[Start Exercise inputs]

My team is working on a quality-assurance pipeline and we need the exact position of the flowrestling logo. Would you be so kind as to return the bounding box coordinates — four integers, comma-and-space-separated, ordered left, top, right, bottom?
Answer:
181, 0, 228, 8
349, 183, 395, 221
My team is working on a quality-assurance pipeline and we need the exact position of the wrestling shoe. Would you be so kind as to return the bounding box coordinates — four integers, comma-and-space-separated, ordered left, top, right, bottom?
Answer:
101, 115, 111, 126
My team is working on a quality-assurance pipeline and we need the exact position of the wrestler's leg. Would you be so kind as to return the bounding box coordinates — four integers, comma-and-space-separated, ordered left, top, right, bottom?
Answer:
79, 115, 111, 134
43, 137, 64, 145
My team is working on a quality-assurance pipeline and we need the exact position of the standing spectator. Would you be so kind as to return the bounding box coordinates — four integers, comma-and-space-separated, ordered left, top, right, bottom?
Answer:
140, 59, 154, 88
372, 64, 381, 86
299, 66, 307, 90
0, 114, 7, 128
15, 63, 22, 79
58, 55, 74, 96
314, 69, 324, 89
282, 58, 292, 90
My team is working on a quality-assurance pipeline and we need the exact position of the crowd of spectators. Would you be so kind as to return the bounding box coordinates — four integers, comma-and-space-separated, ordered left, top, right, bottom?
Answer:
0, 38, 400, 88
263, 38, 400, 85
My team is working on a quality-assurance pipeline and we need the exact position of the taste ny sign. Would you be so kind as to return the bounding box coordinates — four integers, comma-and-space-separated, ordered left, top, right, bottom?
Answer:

[End Exercise inputs]

Copy all of the rows above word for word, leaving every character unchanged.

## Exercise answer
My team is working on a quality-assurance pipeline and we need the exact position of the flowrestling logo. Would you be so kind as to return the bounding box coordinates — four integers, comma-and-space-separated, ordered left, top, right, bottom?
Answer:
181, 0, 228, 8
349, 183, 395, 221
My team is working on a quality-assurance pipeline and we need the exact position of the wrestling shoe. Would you be so kind as to return the bounding box coordinates — four integers, comma-and-space-separated, ordered left, top, right, bottom?
Answer:
101, 115, 111, 126
My team is working on a quality-assurance pipeline and we need the exact position of the wrestler's leg. Would you be so kind as to return the bounding box coordinates — four integers, comma-and-space-separated, ordered left, top, right, bottom?
Answer:
79, 115, 111, 134
43, 137, 64, 145
My team is working on a quality-assurance pipeline and we need the exact position of the standing spectator. Would you be so kind as to return the bounding box coordinates — four integers, comma-and-space-separated, ordered left, top, right, bottom?
Answer:
140, 59, 154, 88
372, 64, 381, 86
299, 66, 307, 90
0, 114, 7, 128
15, 63, 22, 79
58, 55, 74, 96
314, 69, 324, 89
282, 58, 292, 90
My team is working on a quality-assurance pipeline and we need the exact position of the crowd of spectators. Would you be so kind as to return the bounding box coordinates — four integers, comma-and-space-separated, ordered left, top, right, bottom?
Answer:
0, 38, 400, 88
263, 38, 400, 85
My team is working on a quality-assurance pipeline and we need the exact position of the taste ny sign. Would you be so kind as to return the bounding box coordinates — four integers, comma-and-space-separated, ordered left, top, right, bottom?
Answer:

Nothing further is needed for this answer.